— START —

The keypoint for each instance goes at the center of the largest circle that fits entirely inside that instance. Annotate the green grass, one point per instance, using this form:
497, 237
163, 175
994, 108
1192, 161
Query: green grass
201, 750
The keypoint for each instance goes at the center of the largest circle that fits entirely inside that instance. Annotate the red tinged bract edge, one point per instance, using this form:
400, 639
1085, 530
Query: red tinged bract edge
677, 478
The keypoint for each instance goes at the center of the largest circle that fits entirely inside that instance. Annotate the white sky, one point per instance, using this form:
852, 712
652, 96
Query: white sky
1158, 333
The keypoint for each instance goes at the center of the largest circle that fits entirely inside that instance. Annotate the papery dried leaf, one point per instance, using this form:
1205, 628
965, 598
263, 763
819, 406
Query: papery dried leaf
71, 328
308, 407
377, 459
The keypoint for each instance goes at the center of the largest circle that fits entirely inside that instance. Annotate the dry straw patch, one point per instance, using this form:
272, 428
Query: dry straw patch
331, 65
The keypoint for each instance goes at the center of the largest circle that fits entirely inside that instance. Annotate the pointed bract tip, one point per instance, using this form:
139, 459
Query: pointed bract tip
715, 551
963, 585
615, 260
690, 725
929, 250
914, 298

— END —

### Work to be completed
Arrange everything from the line containing "Annotate the papery" down to the end of the entries as a numbered list, one line per item, with blank lines left out.

### Expected answer
1. The keypoint for each instance goes at the center of the largest circle that fits entirely inside that instance. Annotate the papery dried leaf, one point per instance, using this form:
2. 1205, 628
3. 965, 598
4. 263, 763
5. 819, 406
6. Query: papery dried leaf
7. 71, 328
8. 308, 407
9. 377, 459
10. The keypoint for each instance goes at the center of the largest circle that fits entirely inside that instance. Annotate the dry straw patch, one point per instance, using this form:
11. 272, 428
12. Query: dry straw patch
13. 331, 65
14. The keypoint for each instance goes at the center of the largest circle that fits entirely inside that instance. Annotate the pointed bract tip, one point per instance, using this form:
15. 139, 459
16. Query: pointed bract tip
17. 715, 551
18. 963, 585
19. 615, 260
20. 690, 725
21. 929, 250
22. 914, 298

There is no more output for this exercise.